• WRITTEN REQUEST A: Using the passage on ethereum 2.0 staking, decide whether each statement agrees with it: (i) Kraken handles staking in exchange for 15% of the staking profits; (ii) Kraken's staked eth can be transferred through the ethereum network; (iii) bETH sells for 0.97 eth on OKex. For each, answer yes or no and quote the deciding words from the passage.
• WRITTEN REQUEST B: Write the next part of the passage on ethereum 2.0 staking, picking up after its final sentence.
— START DOCUMENT PASSAGE —
Nearly 2.5 million eth has now been deposited to ethereum 2.0, the new Proof of Stake blockchain that plans to fully replace miners with ethereum validating holders.

Some 60,000 validators are now securing the ethereum 2.0 network with more than 15,000 awaiting to join.

Making this the biggest Proof of Stake network which has been running for two months without any problems.

Ethereum 2.0 stakers cross $3 billion, Jan 2021

Kraken is rising as one of the main platform for staking with the exchange taking care of all aspects for 15% of the staking profits.

bETH trading at discount to eth, Jan 2021

You can further exchange the staked eth, dubbed bETH or ETH2.S on Kraken, for actual eth.

On OKex for example bETH sells for 0.93 eth. On Kraken it’s more like ?0.97.

Kraken says you can’t transfer this ETH2.S through the ethereum network, making this effectively a futures contract with the eth delivery perhaps sometime next year.

As the staked eth is locked for probably two years, you can’t arbitrage neither between beth and eth nor between Kraken’s and OKex’s beths.

Thus we’re getting different markets depending on just how much demand there is to stake or unstake on the platform, but you could potentially speculatively ‘arbitrage’ as in some ways you’re buying ‘dividend’ giving eth at a discount of if you plan to stake instead of plain eth you can buy discount beth.
— END DOCUMENT PASSAGE —
— START DATA EXCERPT —
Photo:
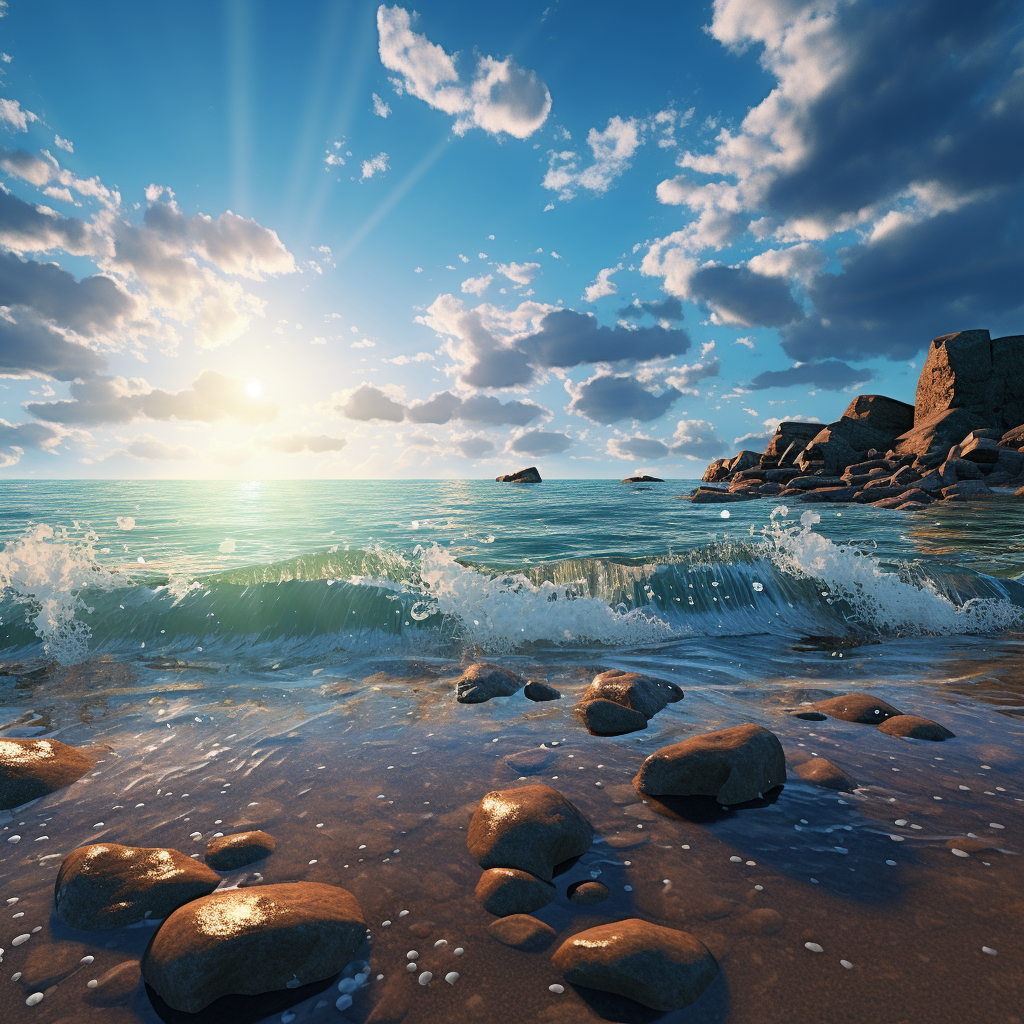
— END DATA EXCERPT —
• EXPECTED OUTPUT A:
(i) Yes: "the exchange taking care of all aspects for 15% of the staking profits."
(ii) No: "Kraken says you can’t transfer this ETH2.S through the ethereum network."
(iii) No: "On OKex for example bETH sells for 0.93 eth."

• EXPECTED OUTPUT B:
Coinbase has not yet began ethereum staking. They promised last year they would roll it out sometime this month, but the exchange is now very busy with scaling their trading engine.

There’s plenty of choice for prospective stakers however. You can always solo stake by running your own eth and eth 2 nodes with guidance from the launchpad, or you can one click stake through Kraken, Bitcoin Suisse, Huobi, OKEx and Binance.

The yearly interest rate in eth is now 10% with this expected to fall because until eth1 is merged into eth2, the total staking supply can only increase or remain unchanged. It can’t decrease because you can’t unstake until the merger, but you can futures contracts exchange.

These stakers therefore are being forced to hold, after willingly making the decision to stake, so removing the temptation to sell on dips.

That should affect ethereum’s price to some extent, with it again seemingly heading towards perhaps trying to take that all time high after support held following three tests of $898 or so.